> **Verilen görev 1**
Yazıdan sonra gelen kayıtları iki sütunlu bir CSV'ye aktarın. Sütunlar "metin" ve "yanit" olsun; her kayıt bir satırda yer alsın, her alan tırnak içinde olsun ve satır sonları boşluğa çevrilsin. Görselleri cevaba koymayın.

> **Verilen yazı**
Fatih haber,Haber fatih,Fatih Yaşam,Fatih aktuel ,Haber

Fatih Aktüel

Video Galeri
Foto Galeri
Web Mobil
Bu yazı 3577 kez okundu.
Yazının Tarihi :   05 Şubat 2017 - 15:16:45

NİÇİN SON DİN VEYA EZAN (2)

Büyüt
Küçült
NİÇİN SON DİN VEYA EZAN

Şerif Ali Minaz

Kütahya'nın Simav ilçesinde doğdu. İlköğrenimini köyünde, orta öğrenimini Bursa’da, yüksek okulu da İstanbul’da bitirdi. Öğretmen olarak başladığı memuriyet hayatına önce İznik Lisesinde, daha sonra da İstanbul Eyüp Sultan, Kabataş Erkek, Beşiktaş kız, Pertevniyal Akşam Liselerinde devam etti. 1997 yılında Davutpaşa Akşam Lisesinden emekli oldu. Şişli Terakki Lisesi ve Özel Beyoğlu İtalyan Lisesinde de(1985-2005) ücretli olarak görev yaptı. Bir TV. Kanalında, “Yarınlara Doğru” adlı sohbet programını hazırladı ve sundu. Fatih Aktüel.com’da haftalık yazım hayatına devam etmekte.

       


 


 


            CEVAP YAZDIM HEMŞERİME.  
                   DEDİM Kİ:
 Değerli okuyucu! Bu başlıkla sunduğum yazımın şimdi de ikinci bölümünü paylaşmak istiyorum sizlerle….
    “ Sayın Hemşerim ….. Sizinle fikir teatisinde bulunmak gayet güzel. Samimiyetle kendinizi ve düşüncelerinizi ifade ettiğiniz için teşekkür ediyorum. Ben de sizin yönteminizi takip ederek kendimden, düşüncelerimden bir nebze bahsetmek isterim.
    Bu fakir “Kitaplı bir âdemdir.” Bu kitaplara ve dinler tarihi araştırmacılarına göre insanlık tarihi, hiçbir zaman “KİTAPSIZ” kalmamış. “RAB” adını verdiğimiz gerçek eğitici ve öğretici, içimizden seçtiği aracılar vasıtasıyla mesajlar göndermiş bizlere ve bu mesajlar kitaplarda toplanmış.

> **Verilen görev 2**
Verilen yazıya göre şu soruları kısaca cevaplayın:
(a) Yazar 1997 yılında hangi liseden emekli oldu?
(b) Yazarın bir TV kanalında hazırlayıp sunduğu programın adı nedir?
(c) Gerçek eğitici ve öğreticiye hangi ad veriliyor?

(Nesnelerin göründüğü yerlere dair veri kümesi satırları)
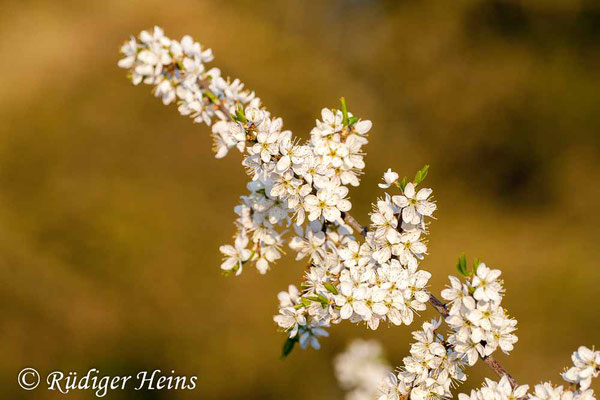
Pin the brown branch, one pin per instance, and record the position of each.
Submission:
(350, 220)
(441, 308)
(204, 84)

> **Tam yanıt 1**
metin,yanit
"Pin the brown branch, one pin per instance, and record the position of each. Submission:","(350, 220) (441, 308) (204, 84)"

> **Tam yanıt 2**
(a) Davutpaşa Akşam Lisesi
(b) “Yarınlara Doğru”
(c) “RAB”